**Exercise goal**
What you return must match the records word for word, except that pictures are dropped.

**Listed entries**

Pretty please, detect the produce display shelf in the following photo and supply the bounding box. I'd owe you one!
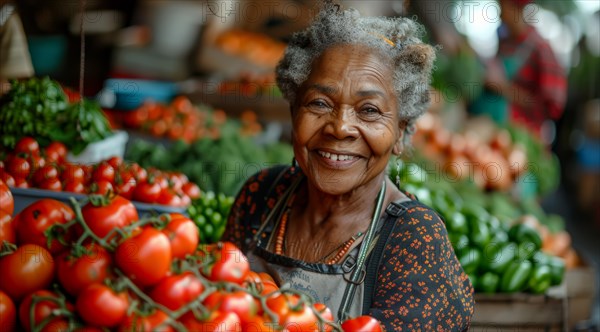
[10,187,187,217]
[471,283,568,331]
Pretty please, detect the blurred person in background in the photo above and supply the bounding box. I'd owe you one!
[471,0,567,143]
[0,0,34,93]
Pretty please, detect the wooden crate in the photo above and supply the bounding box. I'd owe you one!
[566,263,598,330]
[471,283,568,331]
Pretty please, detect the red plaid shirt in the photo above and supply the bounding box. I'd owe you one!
[499,26,567,135]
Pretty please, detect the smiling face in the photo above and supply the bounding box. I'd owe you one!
[292,44,402,196]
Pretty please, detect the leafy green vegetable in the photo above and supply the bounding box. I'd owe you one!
[0,77,113,153]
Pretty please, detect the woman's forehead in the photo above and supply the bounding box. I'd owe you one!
[306,45,393,90]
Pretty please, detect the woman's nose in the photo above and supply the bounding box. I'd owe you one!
[323,107,360,140]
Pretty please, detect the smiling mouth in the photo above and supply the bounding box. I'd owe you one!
[317,150,357,162]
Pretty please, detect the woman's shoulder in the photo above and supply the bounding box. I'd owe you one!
[239,165,295,196]
[384,198,449,242]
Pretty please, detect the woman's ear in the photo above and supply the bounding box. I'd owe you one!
[392,129,404,156]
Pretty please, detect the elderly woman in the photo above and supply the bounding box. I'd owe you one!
[223,2,474,330]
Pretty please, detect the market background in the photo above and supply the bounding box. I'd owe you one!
[1,0,599,331]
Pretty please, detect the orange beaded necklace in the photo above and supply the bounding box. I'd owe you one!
[273,194,365,264]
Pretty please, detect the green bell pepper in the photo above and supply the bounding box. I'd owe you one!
[508,223,542,250]
[500,260,533,293]
[516,242,538,262]
[469,219,491,249]
[478,272,500,294]
[528,264,552,294]
[446,211,469,235]
[482,242,516,274]
[448,233,470,256]
[547,255,566,286]
[458,247,482,275]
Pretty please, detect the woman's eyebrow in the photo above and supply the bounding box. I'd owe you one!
[307,83,338,95]
[356,89,385,97]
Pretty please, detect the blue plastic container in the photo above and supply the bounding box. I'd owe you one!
[103,79,179,110]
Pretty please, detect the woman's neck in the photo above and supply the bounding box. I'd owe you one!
[296,173,391,230]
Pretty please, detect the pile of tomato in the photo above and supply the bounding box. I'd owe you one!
[0,184,382,331]
[119,96,263,142]
[0,137,201,207]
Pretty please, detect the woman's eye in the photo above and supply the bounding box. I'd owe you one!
[308,100,329,109]
[360,106,382,118]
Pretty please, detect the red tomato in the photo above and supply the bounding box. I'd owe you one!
[114,171,136,200]
[44,142,68,163]
[0,179,13,215]
[149,272,204,310]
[265,293,300,323]
[14,199,74,254]
[179,194,191,207]
[76,284,128,328]
[88,180,114,195]
[180,311,241,332]
[128,163,147,183]
[203,242,250,284]
[203,291,258,325]
[38,178,63,192]
[166,172,186,192]
[340,315,383,332]
[61,164,85,183]
[242,315,274,332]
[155,175,169,190]
[132,181,161,203]
[18,290,71,332]
[6,155,31,179]
[106,156,123,170]
[122,104,149,128]
[280,303,319,332]
[27,154,46,173]
[14,137,40,156]
[13,176,29,188]
[118,310,174,332]
[171,96,193,113]
[33,164,60,185]
[35,319,70,332]
[163,213,199,259]
[259,281,279,296]
[62,180,86,194]
[92,162,115,183]
[81,164,94,184]
[57,244,112,296]
[81,195,138,239]
[314,303,334,332]
[0,291,16,332]
[0,171,16,187]
[115,228,172,287]
[157,189,183,207]
[181,182,201,200]
[0,211,15,244]
[0,244,54,301]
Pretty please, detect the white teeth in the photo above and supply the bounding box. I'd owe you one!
[318,150,354,162]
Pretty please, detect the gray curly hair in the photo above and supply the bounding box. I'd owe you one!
[276,1,436,147]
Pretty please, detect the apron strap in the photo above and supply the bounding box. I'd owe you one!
[337,181,387,322]
[361,199,425,315]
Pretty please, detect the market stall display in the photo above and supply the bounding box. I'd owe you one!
[391,159,573,295]
[126,132,293,197]
[0,193,382,331]
[412,112,561,197]
[0,137,201,211]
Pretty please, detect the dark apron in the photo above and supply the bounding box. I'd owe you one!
[243,175,413,322]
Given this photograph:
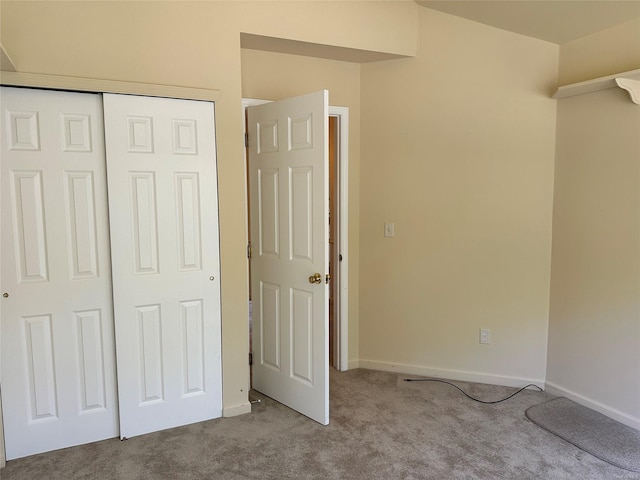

**Written response**
Pretty please, detect the produce display shelf in the following photo and supply the bounding box. I'd owe you one!
[10,187,187,217]
[471,283,568,331]
Pretty please, detect the blurred person in background in the photo above and supply the bounding box. I'd owe you one!
[471,0,567,143]
[0,0,34,93]
Pretty please, detect the wooden crate in the photo above and supply the bounding box. I'd owe you one!
[566,263,598,330]
[471,283,568,331]
Pretty please, detect the red plaid shirt in the photo above and supply the bounding box. I'd owe you one!
[499,26,567,135]
Pretty please, detect the smiling face in the photo above and supply the bounding box. I'd owe you one!
[292,44,402,196]
Pretty please, detect the leafy green vegetable in the photo above and supply the bounding box. I'd owe you one!
[0,77,113,153]
Pretty please, detect the woman's forehead in the photo above and supply the bounding box. I'd owe you one!
[306,45,393,90]
Pretty please, detect the woman's nose in the photo above and supply the bounding box. I'd owe you one!
[323,107,360,140]
Pretty please, detect the smiling mouth in the photo above and supply the bounding box. I'd owe you one!
[317,150,357,162]
Pretty please, detect the woman's shoulder in the photo above and supply the bounding box. I'd owe you one!
[239,165,295,196]
[384,198,449,242]
Pretty please, detect the woman's ear in the photo above and supply the bounding box. I'd owe you one!
[392,129,404,156]
Pretty please, detect the elderly woman in the photo above and supply the bounding box. I'd owe you one!
[223,2,474,330]
Pretty please, detect the market background in the photo above and supply the bounding box. I'd owe you one!
[1,0,599,331]
Pretty please, detect the orange beaded necklace in the photo above and supply the bounding box. I'd owe you one!
[273,194,365,264]
Pretty please, detect the green bell pepper in the photo above and supply the bounding box. I'd owe you one!
[508,223,542,250]
[500,260,533,293]
[516,242,538,262]
[469,219,491,249]
[478,272,500,294]
[528,264,552,294]
[446,211,469,235]
[482,242,516,274]
[448,233,470,256]
[547,255,566,286]
[458,247,482,275]
Pretty please, detect the woman's eyebrow in the photo above and supply the bounding box. I'd owe you one!
[307,83,338,95]
[356,89,385,97]
Pretty please, detect the blue plastic container in the photo above and supply the bounding box. I'd owe you one!
[103,79,179,110]
Pretty please, detect the woman's neck in the photo above and supply the bounding box. I'd owe you one!
[296,173,391,230]
Pretty please, detect the pile of tomato in the photo above and supply the bounding box. I'd owe you one!
[0,184,382,331]
[119,96,263,142]
[0,137,201,207]
Pretty please, detect the woman's eye in the photo above and supply the bounding box. I'd owe you one!
[308,100,329,109]
[360,106,382,118]
Pretty please, detect the red tomato in the photo above and supply the bounding box. I'd owe you one!
[114,171,136,200]
[44,142,68,163]
[0,179,13,215]
[149,272,204,310]
[265,293,300,323]
[14,199,74,254]
[179,194,191,207]
[76,284,128,328]
[88,180,114,195]
[180,311,241,332]
[128,163,147,183]
[203,242,250,284]
[203,291,258,325]
[38,178,63,192]
[166,172,186,192]
[340,315,383,332]
[61,164,85,183]
[242,315,274,332]
[155,175,169,190]
[132,181,161,203]
[18,290,71,332]
[6,155,31,179]
[106,156,123,170]
[122,104,149,128]
[280,303,319,332]
[27,154,46,173]
[14,137,40,156]
[13,176,29,188]
[118,310,174,332]
[171,96,193,113]
[33,164,60,185]
[35,319,70,332]
[163,213,199,259]
[259,281,279,296]
[62,180,86,194]
[92,162,115,183]
[81,164,94,184]
[57,244,112,296]
[81,195,138,239]
[314,303,334,332]
[0,291,16,332]
[0,171,16,187]
[115,228,172,287]
[157,189,183,207]
[181,182,201,200]
[0,211,15,244]
[0,244,54,301]
Pretty please, detect the white teeth in the photo above and supply the bounding box. I'd owe you one!
[318,150,354,162]
Pretty please, detect the gray curly hair in the photo above and supply the bounding box. I'd owe you one!
[276,1,436,147]
Pretty please, detect the apron strap in the photo above and supply the bounding box. I'd owe you one!
[337,181,387,322]
[361,199,425,315]
Pretty please, detect the market stall display in the photo above and supply the bounding box. I'd owe you one!
[391,159,573,295]
[126,132,293,197]
[0,193,382,331]
[412,112,561,197]
[0,137,201,211]
Pretty please, detect the dark apron in the photo above and supply the bounding box. I'd owe you one!
[243,175,413,322]
Given this photograph:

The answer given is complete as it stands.